- WHAT IS NEEDED
Starting with the line that contains "Task: annotate each instance of the face" and going on through the final line of the records, write every line out again, shifting each x and y coordinate in the answers up by 128 and keeping all other text as it is. Leave the pictures out of your answer.

[Items listed in a dataset]
————

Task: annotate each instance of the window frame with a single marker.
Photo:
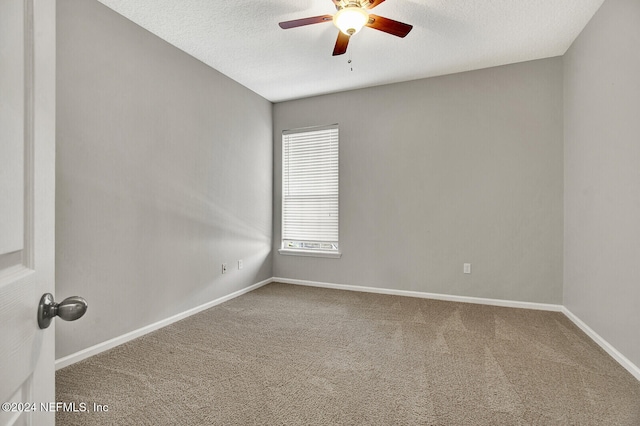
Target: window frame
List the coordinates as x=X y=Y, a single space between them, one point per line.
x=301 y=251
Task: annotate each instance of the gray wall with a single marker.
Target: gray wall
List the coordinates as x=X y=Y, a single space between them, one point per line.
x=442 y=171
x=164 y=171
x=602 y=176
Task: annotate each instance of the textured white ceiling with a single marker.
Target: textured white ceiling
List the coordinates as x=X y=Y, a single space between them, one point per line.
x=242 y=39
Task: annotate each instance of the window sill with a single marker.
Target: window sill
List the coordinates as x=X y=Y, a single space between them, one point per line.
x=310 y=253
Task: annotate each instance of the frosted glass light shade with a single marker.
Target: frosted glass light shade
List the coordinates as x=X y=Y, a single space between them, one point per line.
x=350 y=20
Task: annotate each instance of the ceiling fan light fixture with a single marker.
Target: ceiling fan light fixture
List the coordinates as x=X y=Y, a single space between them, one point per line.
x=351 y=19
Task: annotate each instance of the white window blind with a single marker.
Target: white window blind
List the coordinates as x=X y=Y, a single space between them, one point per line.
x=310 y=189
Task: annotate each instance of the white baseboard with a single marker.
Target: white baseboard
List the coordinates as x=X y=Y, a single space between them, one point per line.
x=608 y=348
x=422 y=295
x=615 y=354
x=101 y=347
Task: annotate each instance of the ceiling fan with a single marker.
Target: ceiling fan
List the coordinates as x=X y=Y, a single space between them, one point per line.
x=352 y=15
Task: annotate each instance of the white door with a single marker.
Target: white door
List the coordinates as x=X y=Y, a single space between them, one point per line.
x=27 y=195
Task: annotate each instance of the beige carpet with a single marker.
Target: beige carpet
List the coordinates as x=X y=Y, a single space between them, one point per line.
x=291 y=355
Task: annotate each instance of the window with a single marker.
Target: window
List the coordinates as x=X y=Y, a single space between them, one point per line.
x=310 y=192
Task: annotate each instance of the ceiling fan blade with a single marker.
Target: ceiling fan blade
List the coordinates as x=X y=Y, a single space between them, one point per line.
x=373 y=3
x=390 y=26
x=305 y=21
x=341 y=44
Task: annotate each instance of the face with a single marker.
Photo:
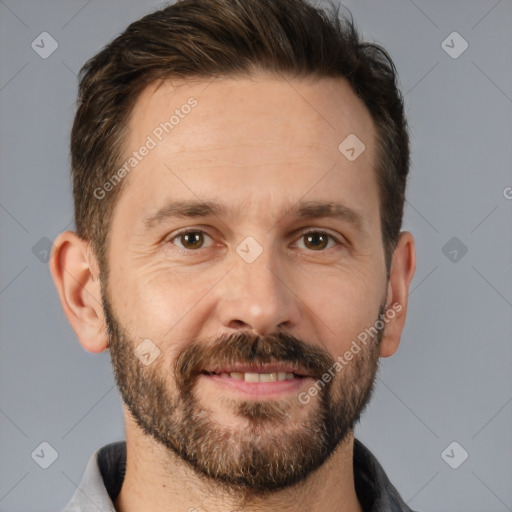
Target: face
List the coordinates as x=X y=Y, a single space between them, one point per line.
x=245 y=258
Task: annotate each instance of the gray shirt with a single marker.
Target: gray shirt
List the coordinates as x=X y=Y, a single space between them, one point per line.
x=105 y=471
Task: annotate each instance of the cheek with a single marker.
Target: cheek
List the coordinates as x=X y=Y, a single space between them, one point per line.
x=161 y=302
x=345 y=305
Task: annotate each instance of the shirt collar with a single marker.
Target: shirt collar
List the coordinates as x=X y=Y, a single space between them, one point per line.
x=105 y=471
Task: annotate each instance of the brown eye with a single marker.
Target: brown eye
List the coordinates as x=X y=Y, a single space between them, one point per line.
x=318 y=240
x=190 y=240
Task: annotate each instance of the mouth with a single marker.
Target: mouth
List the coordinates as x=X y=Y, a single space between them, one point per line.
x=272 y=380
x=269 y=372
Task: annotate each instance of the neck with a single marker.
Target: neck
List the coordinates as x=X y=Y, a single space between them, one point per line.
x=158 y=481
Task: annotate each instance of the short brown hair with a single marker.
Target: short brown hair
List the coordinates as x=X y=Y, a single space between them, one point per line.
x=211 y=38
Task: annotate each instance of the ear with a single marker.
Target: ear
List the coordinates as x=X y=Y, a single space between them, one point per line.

————

- RESPONSE TO THIS TASK
Task: annotate each instance of the face with a single marker.
Photo:
Target: face
List the coordinates as x=X y=Y, a single space between them, one point per line.
x=373 y=386
Task: annotate each instance of the gray shirt with a single marker.
Target: gray shirt
List the coordinates as x=X y=Y, a single space between them, one point per line.
x=233 y=599
Task: annotate each instance of the cheek with a single marker.
Target: cheek
List the coordinates as x=X y=Y, a single space between them, one point per line.
x=289 y=430
x=473 y=433
Task: annotate each instance of the shirt collar with a single marker.
Target: shirt collar
List the coordinates as x=X y=Y, a single space between them, one point per line.
x=233 y=599
Task: annotate each instance of the brown eye with a single marker.
Target: brown eye
List the coordinates as x=X y=Y, a single space between them, one point per line.
x=446 y=368
x=318 y=368
Task: annotate each instance of the mouth with a single marker.
Target: mouth
List the coordinates as x=X y=Y, a single space between them, one point per line.
x=400 y=508
x=397 y=500
Task: annotate each instance of the neck with a single marker.
Target: neck
List the coordinates as x=X y=Y, a single space between them, one point per line.
x=286 y=609
Task: annotate each instance of the short brown hair with a single marker.
Target: short brown hair
List the coordinates as x=X y=Y, a single space between them, one point per line.
x=339 y=166
Task: annotate each instance of the ear with a single marker.
Target: ear
List the coordinates as x=X y=Y, a single space between them, one point per line.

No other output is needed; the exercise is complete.